If you take a glance at some existing resources for account planning (say, HubSpot), you'll notice that building an account plan for an enterprise deal is often about knowledge gathering and research.

Most account plans for B2B enterprise prospecting take the approach of "general to specific":

  • Start with general business objectives like corporate strategy, finance, size, and who they sell to
  • Narrow in on key business priorities like a CEO's public initiative or a major product line strategy
  • Map out power & influence in the organization by creating org structure charts and identifying key titles or personas in the account
  • Link back an assumed challenge (or potential challenge) the company is experiencing based upon your research to a solution you offer – i.e. the value you provide in your product or service.

And then... go and try to sell it to the people you identified in the org chart by validating the assumptions you made based on your research. In theory, this works great as long as your research lines up with what they're actually experiencing.

What happens in reality? Most sellers go directly for the VP or product owner and get ignored.

The primary reason they ignore you isn't that your messaging is bad. It could be bad, but the more likely cause is that everyone else is doing this too. Back in 2014, it was a very novel approach to set up a nurture sequence for a product owner at a target company. People weren't overwhelmed by the number of emails they get and the world was a different place.

It's different today. We need to adapt the way we build our account plan and conduct our research, because it will change the way we approach and message our offer.

• [Aim a]:
Gather every line in the rows below that contains the string "strap", and copy each one unchanged.

• [Input material]:
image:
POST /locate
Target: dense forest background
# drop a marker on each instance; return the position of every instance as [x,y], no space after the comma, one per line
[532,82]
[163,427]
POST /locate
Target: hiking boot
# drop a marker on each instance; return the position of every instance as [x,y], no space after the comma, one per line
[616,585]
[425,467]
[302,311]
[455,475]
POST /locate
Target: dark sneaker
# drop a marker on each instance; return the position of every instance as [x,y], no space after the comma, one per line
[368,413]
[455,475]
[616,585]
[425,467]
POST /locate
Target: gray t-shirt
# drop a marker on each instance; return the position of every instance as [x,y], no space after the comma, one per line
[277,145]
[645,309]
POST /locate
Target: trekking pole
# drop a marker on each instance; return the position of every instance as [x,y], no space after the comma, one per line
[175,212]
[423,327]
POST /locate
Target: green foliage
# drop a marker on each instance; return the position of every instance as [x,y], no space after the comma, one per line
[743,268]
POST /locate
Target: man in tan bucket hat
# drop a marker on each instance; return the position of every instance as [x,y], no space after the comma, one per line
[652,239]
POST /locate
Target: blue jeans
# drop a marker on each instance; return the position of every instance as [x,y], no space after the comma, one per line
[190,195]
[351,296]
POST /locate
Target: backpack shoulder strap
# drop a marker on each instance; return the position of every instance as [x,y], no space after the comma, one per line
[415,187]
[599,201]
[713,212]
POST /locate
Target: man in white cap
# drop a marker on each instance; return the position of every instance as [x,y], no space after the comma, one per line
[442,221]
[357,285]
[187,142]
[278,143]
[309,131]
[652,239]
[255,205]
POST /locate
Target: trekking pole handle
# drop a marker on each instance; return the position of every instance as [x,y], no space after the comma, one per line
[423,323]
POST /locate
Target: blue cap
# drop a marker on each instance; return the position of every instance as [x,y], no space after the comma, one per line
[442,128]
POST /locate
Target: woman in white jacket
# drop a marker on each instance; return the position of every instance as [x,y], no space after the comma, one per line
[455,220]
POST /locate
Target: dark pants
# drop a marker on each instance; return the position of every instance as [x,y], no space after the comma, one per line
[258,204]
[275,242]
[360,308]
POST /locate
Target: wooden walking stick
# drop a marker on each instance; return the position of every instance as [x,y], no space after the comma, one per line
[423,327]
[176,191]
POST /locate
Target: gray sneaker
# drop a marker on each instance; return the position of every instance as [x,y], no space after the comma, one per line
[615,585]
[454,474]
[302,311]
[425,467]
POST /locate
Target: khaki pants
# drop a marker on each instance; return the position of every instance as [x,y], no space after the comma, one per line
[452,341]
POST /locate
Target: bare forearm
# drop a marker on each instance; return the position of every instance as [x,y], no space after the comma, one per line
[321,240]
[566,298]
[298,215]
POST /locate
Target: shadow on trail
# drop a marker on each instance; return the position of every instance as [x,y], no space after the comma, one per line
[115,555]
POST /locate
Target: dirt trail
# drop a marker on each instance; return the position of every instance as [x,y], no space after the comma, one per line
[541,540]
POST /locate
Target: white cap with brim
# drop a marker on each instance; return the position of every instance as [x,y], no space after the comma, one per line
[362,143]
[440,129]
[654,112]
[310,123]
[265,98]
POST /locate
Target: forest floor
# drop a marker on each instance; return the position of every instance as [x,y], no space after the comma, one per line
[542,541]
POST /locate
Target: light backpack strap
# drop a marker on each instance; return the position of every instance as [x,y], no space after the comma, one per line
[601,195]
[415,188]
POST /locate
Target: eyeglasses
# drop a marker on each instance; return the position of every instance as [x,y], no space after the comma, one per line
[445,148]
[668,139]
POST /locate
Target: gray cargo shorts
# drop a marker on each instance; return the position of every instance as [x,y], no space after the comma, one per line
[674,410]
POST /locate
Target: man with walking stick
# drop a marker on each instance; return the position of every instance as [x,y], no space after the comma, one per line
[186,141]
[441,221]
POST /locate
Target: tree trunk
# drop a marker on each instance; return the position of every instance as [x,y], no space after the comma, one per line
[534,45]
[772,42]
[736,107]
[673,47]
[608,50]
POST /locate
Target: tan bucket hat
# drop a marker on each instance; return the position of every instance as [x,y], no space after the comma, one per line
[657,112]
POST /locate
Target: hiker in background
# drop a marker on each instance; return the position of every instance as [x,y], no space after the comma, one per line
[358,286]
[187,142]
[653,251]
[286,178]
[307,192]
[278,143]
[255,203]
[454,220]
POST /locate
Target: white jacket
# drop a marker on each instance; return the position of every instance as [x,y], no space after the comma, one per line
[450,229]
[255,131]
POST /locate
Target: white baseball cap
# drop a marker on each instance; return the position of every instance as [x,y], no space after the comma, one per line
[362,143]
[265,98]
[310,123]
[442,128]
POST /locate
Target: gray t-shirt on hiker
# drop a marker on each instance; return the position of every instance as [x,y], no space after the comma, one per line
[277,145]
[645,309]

• [Aim b]:
According to the account-planning text, what two things happen to most sellers in reality?

• [Reply a]:
Target: backpack shoulder strap
Target: light backpack strap

• [Reply b]:
They go directly for the VP or product owner and get ignored.